▶ [Fragmento seleccionado]:
------------

Desde el descubrimiento de Kadakaman en 1706 por “El siciliano” Francisco María Píccolo, es el Padre Juan Luyando quien se encarga del desarrollo de la misión de San Ignacio en 1728 ubicada en el arroyo de El Carrizal, habitada por cochimíes. Después de varios intentos y edificación de capillas efímeras, es el gran Fernando Consag quien planea e inicia la construcción de la actual Iglesia de San Ignacio que llevó casi 60 años terminar. A la muerte de Consag es el Padre Sistiaga quien se hace cargo hasta la expulsión de los jesuitas y es el Padre Juan Crisóstomo Gómez, de la orden dominica quien concluye la obra.
Es, sin duda, la mejor construida y conservada de las misiones. Es una ciudadela que cuenta con un convento, una troje, recinto de los misioneros y habitaciones de indios; una bodega y un patio. En la parte posterior hay una alberca y una huerta de frutales. Al frente la iglesia con atrio y nueve escalones al exterior.

------------

▶ [Sección de datos]:
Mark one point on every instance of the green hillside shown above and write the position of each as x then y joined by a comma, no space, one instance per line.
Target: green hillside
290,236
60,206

------------

▶ [Acciones requeridas]:
• A. Conteste según el texto sobre la misión de San Ignacio:
(i) ¿Quién se encarga del desarrollo de la misión en 1728?
(ii) ¿Qué padre concluye la obra de la iglesia y a qué orden pertenece?
(iii) ¿Cuántos escalones tiene la iglesia al exterior?
• B. Redacte la continuación del texto sobre la misión de San Ignacio a partir de su última oración.

▶ [Resultados finales]:
• A.
(i) El Padre Juan Luyando.
(ii) El Padre Juan Crisóstomo Gómez, de la orden dominica.
(iii) Nueve escalones.

• B.
Fue construida con bloques de piedra volcánica de 120 centímetros de espesor que la ha hecho tan resistente y tan bien conservada. La fachada de la iglesia es ornamentada con bajorrelieves y esculturas en nichos de los cuatro apóstoles. En su interior destaca el gran altar barroco de madera labrada y chapada en oro, con siete óleos y una estatua de San Ignacio de Loyola. La nave principal tiene dos entradas laterales con acceso a los patios de la misión, espacio iluminado por medio de ventanas rectangulares entre una cornisa que une los capiteles de las pilastras y los arcos de medio punto que sostienen las bóvedas, además, una segunda una planta para el coro arriba de la entrada.
El esquema iconográfico del retablo mayor es tríptico en el panel central; el primer cuerpo tiene un sagrario del Corazón de Jesús; en el segundo una escultura de madera representando a San Ignacio y en el remate una pintura al óleo de la Virgen del Pilar enmarcada en forma de medallón. En el panel izquierdo se observa una pintura al óleo de San Vicente, otra de San José y el niño Jesús, como remate una pequeña pintura de San Pedro y San Pablo. En el panel derecho se encuentran también pinturas al óleo enmarcadas, representando a Santo Tomás de Aquino, San Juan Bautista y un obispo. Todo el marco es de madera en color oro.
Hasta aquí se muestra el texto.